**WHAT TO PRODUCE**
Pick out and copy every line below that has the word "grass".
[[ RECORDS FOR THIS TASK open ]]
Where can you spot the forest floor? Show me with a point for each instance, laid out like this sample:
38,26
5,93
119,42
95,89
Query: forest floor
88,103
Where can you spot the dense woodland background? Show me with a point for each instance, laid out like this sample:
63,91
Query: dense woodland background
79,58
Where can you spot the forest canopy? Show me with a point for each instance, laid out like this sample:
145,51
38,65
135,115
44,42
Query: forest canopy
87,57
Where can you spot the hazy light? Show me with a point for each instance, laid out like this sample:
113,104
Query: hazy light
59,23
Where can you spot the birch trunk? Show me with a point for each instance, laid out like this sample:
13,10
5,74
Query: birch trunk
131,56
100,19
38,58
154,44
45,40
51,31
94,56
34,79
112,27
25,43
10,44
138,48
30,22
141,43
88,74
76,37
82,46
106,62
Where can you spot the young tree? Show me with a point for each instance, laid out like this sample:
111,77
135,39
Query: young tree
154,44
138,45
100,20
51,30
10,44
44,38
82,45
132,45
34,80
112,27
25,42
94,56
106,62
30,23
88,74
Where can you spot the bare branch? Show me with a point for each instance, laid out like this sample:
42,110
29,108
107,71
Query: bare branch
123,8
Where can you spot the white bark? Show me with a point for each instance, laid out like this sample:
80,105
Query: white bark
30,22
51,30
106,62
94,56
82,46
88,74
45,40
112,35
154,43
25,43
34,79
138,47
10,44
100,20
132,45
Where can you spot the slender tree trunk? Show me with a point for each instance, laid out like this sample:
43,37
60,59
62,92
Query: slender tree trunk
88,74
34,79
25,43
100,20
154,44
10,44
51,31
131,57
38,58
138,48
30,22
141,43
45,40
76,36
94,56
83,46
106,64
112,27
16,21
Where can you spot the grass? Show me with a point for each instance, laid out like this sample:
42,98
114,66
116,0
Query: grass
[[ RECORDS FOR THIS TASK closed ]]
**SOLUTION TO THE PROBLEM**
Where can you spot the grass? Show me with a point for each instance, laid out like this sample:
Query: grass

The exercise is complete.